> Perintah Soal 1:
Sebutkan semua tahun yang dicantumkan dalam ulasan buku di bawah sebagai bukti sejarah pentingnya peran pemuda.

> Bagian Teks:
——————————

Pemuda Sulsel dalam
Dinamika Pembangunan Daerah;
Sebuah Pertanggungjawaban
Oleh Nur Fitri Balasong
Judul Buku : Atas Nama Regenerasi
(Pemuda & Masa Depan Pembangunan Sulsel)
Pengantar : M. Idrus Marham
Editor : Armin Mustamin Toputiri
Penerbit : toACCAe Publishing & KNPI Sulsel
Tebal : xli + 141 halaman
Cetakan : Pertama. Oktober 2004
Tidaklah berlebihan ketika Soekarno --- Presiden pertama R.I --- membanggakan pemuda sebagai elemen perombak sebuah bangsa. Sebab pada merekalah, alur pembangunan akan menemukan coraknya masing-masing. Entah statement semacam ini sudah dianggap basi atau out of date, namun bagaimanapun juga kita terkadang tidak menyadari, bahwa menyiapkan kerangka rekayasa sosial untuk memberdayakan unsur pemuda adalah suatu hal yang mendesak.
Atas Nama Regenerasi --- sebagai judul utama buku ini --- sekilas menyiratkan adanya sesuatu yang mudah ketika memperbincangkan masalah “regenerasi”. Dalam kata ini terkandung sebuah proses kehidupan yang alamiah, tetapi karena sebelumnya dirangkaikan dengan frasa “Atas Nama...”, maka seakan --- akan muncul sebuah konsekwensi lain yang sifatnya absolut. Konsekuensi tersebut tak lain adalah kewajiban generasi sekarang, menciptakan sistem atau tatanan yang kondusif, agar generasi berikutnya mampu bertumbuh-kembang mengkreasikan dinamikanya sendiri. Yang pada gilirannya kelak, mereka diharapkan menjadi pewaris bangsa yang visioner, good leadership, dan peka terhadap problematika yang melingkupi masyarakatnya.
Tanpa bermaksud terobsesi dengan masa lalu pergerakan pemuda dan mahasiswa yang mampu melakukan perombakan besar-besaran terhadap alur panjang perjalanan bangsa Indonesia, maka tahun 1908, 1928, 1945, 1966, 1974, hingga meletusnya Reformasi pada tahun 1998 merupakan bukti sejarah akan pentingnya peran pemuda di dalamnya. Dan serpihan-serpihan sejarah inilah yang banyak menjadi pijakan para penulis dalam buku ini untuk mengulas peran para pemuda dalam pembangunan.
Tahun-tahun tersebut adalah tahun-tahun luka bagi bangsa Indonesia, sekaligus tahun-tahun bangkitnya semangat baru untuk menampilkan wajah Indonesia yang lebih segar dan lebih apik sebagai sebuah bangsa besar. Artikel-artikel yang tergabung dalam buku ini, meskipun dengan corak yang masih berperspektif nasional, namun tidak mengurangi keinginan sebagian besar penulis untuk menyelipkan konsep-konsep lokal yang kental dalam memaknai pembangunan, seperti tulisan Ishak Ngeljaratan, Nurcahaya Tandang Assegaf, Ni’matullah, dan lain-lain
Sadar akan roda pembangunan Sulawesi Selatan yang sejatinya membutuhkan sentuhan baru dan orisinil dari semua kalangan, buku ini menghimpun 15 penulis dengan latar belakang penggerak aktif lembaga kepemudaan, birokrat, akademisi dan lain-lain. Simpulan dari tulisan-tulisan yang terangkum di dalamnya, diharapkan mampu memberikan gagasan baru dalam rangka memberikan muatan yang positif dan merespon pemberlakuan otonomi daerah sebagai manajemen pembangunan nasional.

——————————

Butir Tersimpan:

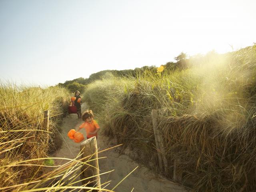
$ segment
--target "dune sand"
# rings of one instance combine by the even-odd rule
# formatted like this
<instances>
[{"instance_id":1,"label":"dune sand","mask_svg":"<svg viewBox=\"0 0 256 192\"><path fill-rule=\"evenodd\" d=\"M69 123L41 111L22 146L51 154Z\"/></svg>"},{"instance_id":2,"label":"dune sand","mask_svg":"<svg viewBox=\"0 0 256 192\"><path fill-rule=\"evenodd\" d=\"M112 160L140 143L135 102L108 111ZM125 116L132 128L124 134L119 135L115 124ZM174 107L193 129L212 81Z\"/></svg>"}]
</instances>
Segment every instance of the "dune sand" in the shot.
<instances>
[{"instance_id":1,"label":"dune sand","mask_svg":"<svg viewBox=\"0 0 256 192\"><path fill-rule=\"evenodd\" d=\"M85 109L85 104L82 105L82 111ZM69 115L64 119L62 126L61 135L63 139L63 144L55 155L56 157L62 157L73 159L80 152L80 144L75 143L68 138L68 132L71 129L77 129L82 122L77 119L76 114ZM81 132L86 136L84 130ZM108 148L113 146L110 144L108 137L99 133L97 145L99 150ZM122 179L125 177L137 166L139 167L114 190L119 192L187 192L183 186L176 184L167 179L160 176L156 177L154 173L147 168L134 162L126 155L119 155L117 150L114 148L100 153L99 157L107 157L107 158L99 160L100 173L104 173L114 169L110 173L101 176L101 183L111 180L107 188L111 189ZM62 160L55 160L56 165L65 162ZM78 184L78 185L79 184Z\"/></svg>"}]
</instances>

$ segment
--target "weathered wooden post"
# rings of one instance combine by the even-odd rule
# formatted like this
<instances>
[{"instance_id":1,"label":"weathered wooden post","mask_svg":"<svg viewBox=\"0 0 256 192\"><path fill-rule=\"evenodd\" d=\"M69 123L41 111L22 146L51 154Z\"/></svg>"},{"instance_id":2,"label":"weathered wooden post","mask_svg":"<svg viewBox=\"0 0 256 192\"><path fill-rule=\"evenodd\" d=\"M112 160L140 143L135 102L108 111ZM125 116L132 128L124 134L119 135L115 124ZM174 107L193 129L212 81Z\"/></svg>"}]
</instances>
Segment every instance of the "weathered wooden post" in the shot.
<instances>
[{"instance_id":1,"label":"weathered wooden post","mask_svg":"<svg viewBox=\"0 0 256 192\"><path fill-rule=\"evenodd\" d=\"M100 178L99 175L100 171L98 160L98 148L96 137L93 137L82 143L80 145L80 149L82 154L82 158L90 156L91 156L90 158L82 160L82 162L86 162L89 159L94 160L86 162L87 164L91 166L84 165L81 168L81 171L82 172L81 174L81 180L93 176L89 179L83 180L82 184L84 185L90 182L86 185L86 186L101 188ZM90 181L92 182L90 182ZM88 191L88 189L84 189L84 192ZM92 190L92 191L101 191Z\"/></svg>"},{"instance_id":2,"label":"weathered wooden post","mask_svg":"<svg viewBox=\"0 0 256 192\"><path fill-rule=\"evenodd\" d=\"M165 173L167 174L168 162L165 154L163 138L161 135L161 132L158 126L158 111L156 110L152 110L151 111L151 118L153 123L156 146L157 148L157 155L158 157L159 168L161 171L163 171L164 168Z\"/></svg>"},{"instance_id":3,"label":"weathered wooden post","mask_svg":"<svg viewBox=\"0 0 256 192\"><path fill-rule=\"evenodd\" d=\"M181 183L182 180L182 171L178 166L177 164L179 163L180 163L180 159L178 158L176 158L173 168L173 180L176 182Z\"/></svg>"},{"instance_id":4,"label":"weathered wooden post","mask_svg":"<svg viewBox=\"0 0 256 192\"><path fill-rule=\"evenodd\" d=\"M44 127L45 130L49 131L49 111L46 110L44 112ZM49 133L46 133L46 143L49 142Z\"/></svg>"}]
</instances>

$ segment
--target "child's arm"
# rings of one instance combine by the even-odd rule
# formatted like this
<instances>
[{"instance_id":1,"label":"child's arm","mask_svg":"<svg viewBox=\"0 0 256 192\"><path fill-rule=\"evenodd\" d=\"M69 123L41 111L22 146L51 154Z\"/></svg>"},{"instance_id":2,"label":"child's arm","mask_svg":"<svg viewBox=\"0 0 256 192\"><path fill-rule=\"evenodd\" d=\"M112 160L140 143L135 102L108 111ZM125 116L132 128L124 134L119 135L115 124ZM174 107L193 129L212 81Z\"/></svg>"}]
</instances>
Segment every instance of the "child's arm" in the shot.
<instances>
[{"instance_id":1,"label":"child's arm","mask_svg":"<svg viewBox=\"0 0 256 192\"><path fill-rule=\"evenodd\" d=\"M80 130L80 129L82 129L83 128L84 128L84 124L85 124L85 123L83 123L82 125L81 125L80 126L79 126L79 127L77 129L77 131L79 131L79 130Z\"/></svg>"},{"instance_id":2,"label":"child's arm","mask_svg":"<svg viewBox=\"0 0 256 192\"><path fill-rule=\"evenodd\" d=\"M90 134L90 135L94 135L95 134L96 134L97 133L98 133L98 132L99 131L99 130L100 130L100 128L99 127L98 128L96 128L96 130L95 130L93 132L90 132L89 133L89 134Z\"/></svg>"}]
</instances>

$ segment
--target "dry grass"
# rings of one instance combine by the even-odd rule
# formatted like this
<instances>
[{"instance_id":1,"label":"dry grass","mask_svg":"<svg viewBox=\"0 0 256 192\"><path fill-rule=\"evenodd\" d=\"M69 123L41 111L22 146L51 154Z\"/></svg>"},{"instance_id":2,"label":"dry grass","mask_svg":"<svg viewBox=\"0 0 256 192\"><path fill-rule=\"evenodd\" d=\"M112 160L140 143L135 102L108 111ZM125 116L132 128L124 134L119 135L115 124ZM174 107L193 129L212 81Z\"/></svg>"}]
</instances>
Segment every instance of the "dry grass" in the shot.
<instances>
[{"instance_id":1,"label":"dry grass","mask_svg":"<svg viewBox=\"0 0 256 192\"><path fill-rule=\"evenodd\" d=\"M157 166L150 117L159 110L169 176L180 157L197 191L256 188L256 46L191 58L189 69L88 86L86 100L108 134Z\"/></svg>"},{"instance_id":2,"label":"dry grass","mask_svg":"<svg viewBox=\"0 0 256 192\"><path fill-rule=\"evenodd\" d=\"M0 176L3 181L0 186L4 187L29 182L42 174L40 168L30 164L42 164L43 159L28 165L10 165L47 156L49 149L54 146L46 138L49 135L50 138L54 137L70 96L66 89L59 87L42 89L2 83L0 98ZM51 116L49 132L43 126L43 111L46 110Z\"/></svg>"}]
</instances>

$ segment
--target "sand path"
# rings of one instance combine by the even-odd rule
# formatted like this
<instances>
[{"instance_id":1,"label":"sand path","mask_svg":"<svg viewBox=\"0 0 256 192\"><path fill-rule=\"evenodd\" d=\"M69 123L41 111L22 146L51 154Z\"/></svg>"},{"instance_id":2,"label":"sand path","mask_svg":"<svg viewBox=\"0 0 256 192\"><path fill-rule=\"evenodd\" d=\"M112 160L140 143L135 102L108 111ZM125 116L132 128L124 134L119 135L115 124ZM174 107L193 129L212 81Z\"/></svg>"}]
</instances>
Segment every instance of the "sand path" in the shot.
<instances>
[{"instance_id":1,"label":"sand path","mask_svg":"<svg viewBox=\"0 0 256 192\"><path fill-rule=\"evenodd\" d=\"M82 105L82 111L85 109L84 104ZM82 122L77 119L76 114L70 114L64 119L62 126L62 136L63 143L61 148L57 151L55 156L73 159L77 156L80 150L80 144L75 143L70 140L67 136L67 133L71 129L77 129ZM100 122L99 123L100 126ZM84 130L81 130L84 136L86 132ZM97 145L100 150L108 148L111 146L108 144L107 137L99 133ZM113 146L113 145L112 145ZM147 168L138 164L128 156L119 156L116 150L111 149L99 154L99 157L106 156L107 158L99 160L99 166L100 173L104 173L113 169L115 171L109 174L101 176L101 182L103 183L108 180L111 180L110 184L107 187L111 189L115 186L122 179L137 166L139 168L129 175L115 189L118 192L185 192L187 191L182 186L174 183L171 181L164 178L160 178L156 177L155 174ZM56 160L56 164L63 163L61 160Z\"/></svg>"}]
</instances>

——————————

> Perintah Soal 2:
Temukan dalam catatan di atas setiap baris yang memuat kata "dune", lalu salin semua baris tersebut.

> Hasil Latihan 1:
1908, 1928, 1945, 1966, 1974, dan 1998.

> Hasil Latihan 2:
--target "dune sand"
[{"instance_id":1,"label":"dune sand","mask_svg":"<svg viewBox=\"0 0 256 192\"><path fill-rule=\"evenodd\" d=\"M69 123L41 111L22 146L51 154Z\"/></svg>"},{"instance_id":2,"label":"dune sand","mask_svg":"<svg viewBox=\"0 0 256 192\"><path fill-rule=\"evenodd\" d=\"M112 160L140 143L135 102L108 111ZM125 116L132 128L124 134L119 135L115 124ZM174 107L193 129L212 81Z\"/></svg>"}]
Segment every instance of the "dune sand" in the shot.
[{"instance_id":1,"label":"dune sand","mask_svg":"<svg viewBox=\"0 0 256 192\"><path fill-rule=\"evenodd\" d=\"M85 109L85 104L82 105L82 111ZM69 115L64 119L62 126L61 135L63 139L63 144L55 155L56 157L62 157L73 159L80 152L80 144L75 143L68 138L68 132L71 129L77 129L82 122L77 119L76 114ZM81 132L86 136L84 130ZM108 148L113 146L110 144L108 137L99 133L97 145L99 150ZM122 179L125 177L137 166L139 167L114 190L119 192L187 192L183 186L176 184L167 179L160 176L156 177L154 173L147 168L134 162L126 155L119 155L117 150L114 148L100 153L99 157L107 157L107 158L99 160L100 173L104 173L114 169L110 173L101 176L101 183L111 180L107 188L111 189ZM62 160L55 160L56 165L65 162ZM78 184L78 185L79 184Z\"/></svg>"}]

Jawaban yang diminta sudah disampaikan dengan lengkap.